SELECTED TEXT:
########################################

Reality Mine - Cast & Crew Interview


Film interview by Chris Olson

UK Film Review recently met up with some of the cast & crew from short film, Reality Mine, to discuss films, Sam Peckinpah and of course, what they would say if they were a dolphin…


With us are Nick Goulden (director), Angela Godfrey (producer) and Séan Browne & Jye Frasca (who star).

UKFR: Can you tell us about your new short film, Reality Mine?


Angela Godfrey: [It’s] a short film about how a family man becomes implicated in his brother's environmental terrorism activities by a government that, through the internet, knows everything. He must then choose between his principles and having his entire life publicly examined and torn apart.


Nick Goulden: It tells the story of Max (played by Séan), a loyal, family man who is forced to betray everything he believes in to save his own skin. It is based on the Harold Pinter play ‘One For The Road’ and deals with similar themes.

UKFR: Séan, what attracted you to the role?

Séan Browne: I've been lucky enough to have worked with Nick a couple of times before on various projects so teaming up with him and his producing partner Angela Godfrey again was an obvious decision to make, made all the easier by the fact that I thought it was a well written and unique script about a very pertinent issue today. Also the character of Max was someone I both felt for and felt I could identify with, were I put in the situation, so that was something I wanted to explore.


UKFR: And Jye, who do you play?

Jye Frasca: The character I play in Reality Mine is Charlie Mayhew, a government official working within the anti-terrorism department. He is seemingly your everyday kinda guy but as the story unfolds you see he also possess a steely determination to see justice served.


UKFR: Your character is a blend of intimidating government operative and a wet-behind-the-ears everyman. Would you say that’s fair? And why did you take this role?

J.F: I would. I was really thrilled to get to do this role for a number of reasons but mainly because of the character’s complexity. The juxtaposition of Charlie’s personality was fascinating to me and it was interesting to explore playing a character that had so much power but had been written to exude that power in the most subtle of ways. It was both challenging and liberating.

UKFR: Séan, the character you play experiences some huge emotional challenges during the film. Is this particularly difficult given the short running time?

S.B: Not really no. I think our mental and emotional states are so erratic in life (unless you're a buddhist monk or blissed out on substances) that it's relatively easy to go from one to another, moment to moment, especially depending on the stimuli and certainly in a high-pressure situation such as the one Max finds himself in. It's a game, a power struggle, between Max and Charlie, and just like in any football match there are huge shifts in the emotions of the players from one pass of the ball to the next, and also hopefully in the spectators, or in our case the viewers, as well.

UKFR: What was the motivation to tell this story Nick, in particular with these themes?

N.G: ‘One For The Road’ is set in an unnamed, Soviet-era country where a sadistic interrogator breaks his suspect through threats and mind games that play on the suspect’s vulnerabilities. Backing up the threats is the knowledge that the interrogators have the power of life and death over the suspect and the suspect’s family, and uses the threat of various forms of violence to break the suspect. This is our, now outdated, template for a police state.

Reality Mine seeks to bring this definition up to date. Reality Mine’s key themes are power, family and loyalty. The key thesis is that governments have total power over us, not through the mortal threat of violence as before, but through control of the internet. This control can overpower both our family ties and personal loyalties, not necessarily through the threat of imprisonment, but through the threat of character assassination.

########################################

EXTRACTED DATA:
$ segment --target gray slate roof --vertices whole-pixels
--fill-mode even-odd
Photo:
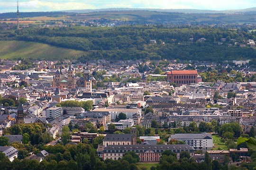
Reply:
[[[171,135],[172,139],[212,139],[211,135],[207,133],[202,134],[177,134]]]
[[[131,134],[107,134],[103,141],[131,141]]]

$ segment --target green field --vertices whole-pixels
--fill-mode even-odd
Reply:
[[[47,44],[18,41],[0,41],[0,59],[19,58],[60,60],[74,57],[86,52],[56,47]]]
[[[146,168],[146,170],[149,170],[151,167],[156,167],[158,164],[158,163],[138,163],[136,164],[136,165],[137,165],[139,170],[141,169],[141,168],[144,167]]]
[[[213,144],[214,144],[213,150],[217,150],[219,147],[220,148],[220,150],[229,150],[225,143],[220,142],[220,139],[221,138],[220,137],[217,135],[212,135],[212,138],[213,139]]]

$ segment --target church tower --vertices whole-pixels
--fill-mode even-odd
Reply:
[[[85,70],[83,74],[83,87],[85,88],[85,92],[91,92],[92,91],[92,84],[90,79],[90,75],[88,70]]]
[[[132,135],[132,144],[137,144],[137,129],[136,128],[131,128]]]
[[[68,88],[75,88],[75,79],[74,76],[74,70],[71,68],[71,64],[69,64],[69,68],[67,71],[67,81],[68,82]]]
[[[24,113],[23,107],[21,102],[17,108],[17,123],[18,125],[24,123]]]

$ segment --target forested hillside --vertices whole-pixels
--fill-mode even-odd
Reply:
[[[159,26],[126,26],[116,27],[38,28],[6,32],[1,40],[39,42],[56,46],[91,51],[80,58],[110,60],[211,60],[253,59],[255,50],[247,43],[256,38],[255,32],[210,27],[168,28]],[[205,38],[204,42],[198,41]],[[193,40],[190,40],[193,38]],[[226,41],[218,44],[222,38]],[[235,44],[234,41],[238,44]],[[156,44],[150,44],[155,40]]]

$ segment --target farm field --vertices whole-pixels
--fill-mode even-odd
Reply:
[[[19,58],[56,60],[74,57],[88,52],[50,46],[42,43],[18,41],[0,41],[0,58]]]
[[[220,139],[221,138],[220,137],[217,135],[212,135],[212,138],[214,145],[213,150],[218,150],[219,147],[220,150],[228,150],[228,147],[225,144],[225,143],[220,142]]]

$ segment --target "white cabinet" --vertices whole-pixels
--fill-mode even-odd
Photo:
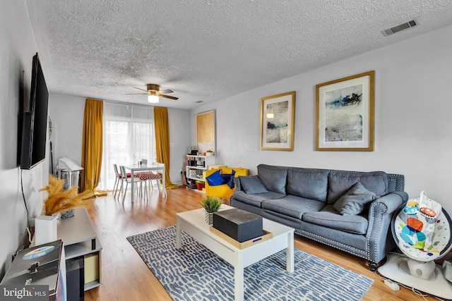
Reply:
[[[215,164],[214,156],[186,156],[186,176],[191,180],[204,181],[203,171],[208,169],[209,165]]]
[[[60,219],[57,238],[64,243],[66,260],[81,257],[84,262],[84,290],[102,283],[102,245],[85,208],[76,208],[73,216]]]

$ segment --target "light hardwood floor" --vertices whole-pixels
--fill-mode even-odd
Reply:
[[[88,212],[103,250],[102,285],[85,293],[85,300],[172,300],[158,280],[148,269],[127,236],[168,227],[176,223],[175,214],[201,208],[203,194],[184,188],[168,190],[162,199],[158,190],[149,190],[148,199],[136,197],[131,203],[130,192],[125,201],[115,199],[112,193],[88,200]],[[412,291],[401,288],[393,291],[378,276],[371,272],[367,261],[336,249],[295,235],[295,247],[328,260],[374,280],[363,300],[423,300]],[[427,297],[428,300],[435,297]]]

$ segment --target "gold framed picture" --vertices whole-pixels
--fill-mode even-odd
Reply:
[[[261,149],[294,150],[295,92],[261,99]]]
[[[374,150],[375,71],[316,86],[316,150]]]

########################################

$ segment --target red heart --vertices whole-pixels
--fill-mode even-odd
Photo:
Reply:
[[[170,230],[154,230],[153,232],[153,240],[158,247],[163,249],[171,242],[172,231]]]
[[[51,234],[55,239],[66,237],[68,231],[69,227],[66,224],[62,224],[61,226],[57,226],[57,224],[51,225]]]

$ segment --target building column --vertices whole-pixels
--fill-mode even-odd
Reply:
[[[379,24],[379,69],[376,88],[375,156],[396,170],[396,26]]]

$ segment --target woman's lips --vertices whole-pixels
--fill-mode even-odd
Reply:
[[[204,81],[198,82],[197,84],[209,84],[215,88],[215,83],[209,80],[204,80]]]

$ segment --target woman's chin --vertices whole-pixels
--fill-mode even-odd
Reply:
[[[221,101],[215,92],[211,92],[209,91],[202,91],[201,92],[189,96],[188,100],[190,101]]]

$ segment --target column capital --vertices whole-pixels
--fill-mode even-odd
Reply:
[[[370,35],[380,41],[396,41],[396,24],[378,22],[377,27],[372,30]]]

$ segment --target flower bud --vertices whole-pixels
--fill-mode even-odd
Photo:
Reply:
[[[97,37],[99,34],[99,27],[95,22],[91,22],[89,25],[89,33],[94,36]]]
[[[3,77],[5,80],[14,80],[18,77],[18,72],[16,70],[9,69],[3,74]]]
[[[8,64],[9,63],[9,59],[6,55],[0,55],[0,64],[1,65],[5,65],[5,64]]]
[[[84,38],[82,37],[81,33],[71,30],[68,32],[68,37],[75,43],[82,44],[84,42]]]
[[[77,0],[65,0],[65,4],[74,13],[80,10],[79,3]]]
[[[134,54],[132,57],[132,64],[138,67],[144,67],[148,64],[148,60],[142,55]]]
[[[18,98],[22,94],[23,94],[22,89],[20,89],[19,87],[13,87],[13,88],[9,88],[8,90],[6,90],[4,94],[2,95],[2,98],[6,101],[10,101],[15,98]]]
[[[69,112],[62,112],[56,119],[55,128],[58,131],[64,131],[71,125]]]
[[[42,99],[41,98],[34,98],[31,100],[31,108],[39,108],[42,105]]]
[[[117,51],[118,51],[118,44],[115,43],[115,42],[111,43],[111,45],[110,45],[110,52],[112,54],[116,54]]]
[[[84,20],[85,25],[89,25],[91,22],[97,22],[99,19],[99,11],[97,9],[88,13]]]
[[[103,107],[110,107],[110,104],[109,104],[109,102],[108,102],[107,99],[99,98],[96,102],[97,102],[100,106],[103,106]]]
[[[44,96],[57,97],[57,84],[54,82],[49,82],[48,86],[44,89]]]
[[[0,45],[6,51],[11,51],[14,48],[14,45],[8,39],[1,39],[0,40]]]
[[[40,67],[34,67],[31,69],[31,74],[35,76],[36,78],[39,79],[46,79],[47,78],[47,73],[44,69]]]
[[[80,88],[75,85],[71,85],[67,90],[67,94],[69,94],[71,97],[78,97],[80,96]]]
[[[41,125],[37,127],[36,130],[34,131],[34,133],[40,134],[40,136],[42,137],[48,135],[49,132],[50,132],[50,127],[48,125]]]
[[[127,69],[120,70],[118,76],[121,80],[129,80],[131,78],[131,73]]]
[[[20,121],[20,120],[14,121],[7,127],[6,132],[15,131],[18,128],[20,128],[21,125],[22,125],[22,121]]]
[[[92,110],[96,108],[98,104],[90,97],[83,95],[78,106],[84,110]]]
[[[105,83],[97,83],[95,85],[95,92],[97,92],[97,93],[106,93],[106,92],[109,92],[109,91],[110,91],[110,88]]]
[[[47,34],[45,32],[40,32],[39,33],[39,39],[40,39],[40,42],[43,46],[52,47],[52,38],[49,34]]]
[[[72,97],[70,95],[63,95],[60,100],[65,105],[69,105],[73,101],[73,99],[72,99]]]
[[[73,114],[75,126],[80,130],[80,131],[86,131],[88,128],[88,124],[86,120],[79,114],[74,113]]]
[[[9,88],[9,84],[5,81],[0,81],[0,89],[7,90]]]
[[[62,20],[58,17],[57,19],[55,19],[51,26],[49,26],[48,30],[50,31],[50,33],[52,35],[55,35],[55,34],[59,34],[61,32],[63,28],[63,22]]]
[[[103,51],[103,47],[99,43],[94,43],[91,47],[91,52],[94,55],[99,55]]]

########################################

EXERCISE TASK: Continue the interview above about the short film Reality Mine, starting right after its last sentence.

OUTPUT OF THE EXERCISE:
Far reaching new laws in the wake of 9/11 coupled with new technology have enabled governments to know almost everything about us. I wanted to make a film that explored this, and thereby comment on the nature of power in the modern era and show how people can be controlled and manipulated. We are reliant on governments to not abuse this power, and this is why the protagonist in the story, Max, is an ordinary person like us. His ‘crime’ is loyalty to and love for someone whom the government has decided is a terrorist, and he must therefore be broken.

I also wanted to question our understanding of ‘terrorism’, a word that has become a blanket term for anyone the government doesn’t like but can’t pin to another government.

UKFR: It is a weighty short film, pulled off by a talented team. Angela can you tell us about why you wanted to be involved with Reality Mine?

A.G: When I first read Reality Mine I knew it was a very special story and I immediately wanted to get involved however I could. In just 15 minutes it manages to get you gripped, intrigued, panicked, confused, angry and sad. All whilst sending a very important message about us in a digital age. Not many 15 minute stories can do that!

UKFR: And what did your role as Producer involve?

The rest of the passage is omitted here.